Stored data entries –
------------------------------------
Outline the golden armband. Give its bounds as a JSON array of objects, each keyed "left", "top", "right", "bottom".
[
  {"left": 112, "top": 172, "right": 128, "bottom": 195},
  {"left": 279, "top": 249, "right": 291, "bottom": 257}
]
------------------------------------
Problem to solve – Take the records above and copy them out exactly.

Task output –
Outline the golden armband. Give its bounds as a JSON array of objects, each keyed "left", "top", "right", "bottom".
[
  {"left": 112, "top": 172, "right": 128, "bottom": 195},
  {"left": 279, "top": 249, "right": 291, "bottom": 257}
]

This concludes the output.